▶ [Instructions for the task] Copy out all of the lines below, swapping each "Category" for "Label" and leaving everything else untouched.

▶ [Listed entries]
(begin)

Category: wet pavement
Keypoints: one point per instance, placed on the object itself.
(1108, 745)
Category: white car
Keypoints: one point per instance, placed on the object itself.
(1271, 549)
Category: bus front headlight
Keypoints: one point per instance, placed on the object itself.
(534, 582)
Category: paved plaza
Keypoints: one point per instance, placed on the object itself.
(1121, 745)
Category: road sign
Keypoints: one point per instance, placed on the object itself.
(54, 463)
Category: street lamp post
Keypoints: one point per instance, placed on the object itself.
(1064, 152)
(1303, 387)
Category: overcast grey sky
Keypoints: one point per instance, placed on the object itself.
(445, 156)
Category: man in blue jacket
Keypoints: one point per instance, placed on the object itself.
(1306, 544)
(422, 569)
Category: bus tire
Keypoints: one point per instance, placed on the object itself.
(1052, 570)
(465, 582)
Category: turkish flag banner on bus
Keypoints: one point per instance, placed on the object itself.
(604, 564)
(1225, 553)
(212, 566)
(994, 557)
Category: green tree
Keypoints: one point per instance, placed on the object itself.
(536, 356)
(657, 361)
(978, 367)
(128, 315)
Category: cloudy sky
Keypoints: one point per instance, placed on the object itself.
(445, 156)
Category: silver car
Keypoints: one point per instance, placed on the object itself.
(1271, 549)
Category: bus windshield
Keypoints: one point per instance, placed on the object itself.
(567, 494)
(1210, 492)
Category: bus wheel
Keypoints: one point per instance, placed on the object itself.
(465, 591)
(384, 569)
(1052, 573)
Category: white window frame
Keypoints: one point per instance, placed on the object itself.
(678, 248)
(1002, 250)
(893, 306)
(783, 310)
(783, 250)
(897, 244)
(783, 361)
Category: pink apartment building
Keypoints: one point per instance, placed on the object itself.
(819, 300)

(end)

▶ [Answer below]
Label: wet pavement
Keypoints: one point per instance, placed on the object itself.
(1108, 745)
Label: white car
Keypoints: one point per instance, placed on the object itself.
(1271, 549)
Label: bus front headlight
Keypoints: one point per instance, placed on the object itself.
(534, 582)
Label: paved plaza
Keypoints: one point per instance, placed on the object itself.
(1121, 745)
Label: road sign
Keypoints: one point per instance, placed on the object itself.
(54, 463)
Label: street lamp post
Keypoints: one point per instance, placed on the object itself.
(1064, 152)
(1303, 387)
Label: overcast grey sky
Keypoints: one point per instance, placed on the object itself.
(445, 156)
Label: man in blue jacket
Keypoints: one point per instance, placed on the object itself.
(1306, 544)
(422, 569)
Label: bus tire
Keypoints: one point per instance, placed on the object itself.
(1052, 570)
(465, 582)
Label: turkish flag banner on bus
Keypoints: one point per instance, placed on the object itself.
(604, 564)
(1225, 553)
(212, 566)
(994, 557)
Label: green tree
Keypoints: one point per instance, placed on the object itself.
(536, 356)
(657, 361)
(978, 367)
(128, 315)
Label: cloudy sky
Keypoints: one point per instance, placed on the object itself.
(445, 156)
Label: silver car
Keypoints: one point per instance, placed on the object itself.
(1271, 549)
Label: bus windshield
Keypoints: one point per instance, placed on the object itself.
(567, 494)
(1210, 492)
Label: bus wheel
Keypoints: one point per instance, placed on the object itself.
(465, 591)
(384, 569)
(1052, 573)
Label: white window frame
Keypoints: one point per instance, placed on the object itself.
(678, 248)
(1002, 250)
(893, 306)
(783, 310)
(783, 250)
(897, 244)
(783, 361)
Label: pink apartment building
Keypoints: one point per instance, placed on the object itself.
(819, 300)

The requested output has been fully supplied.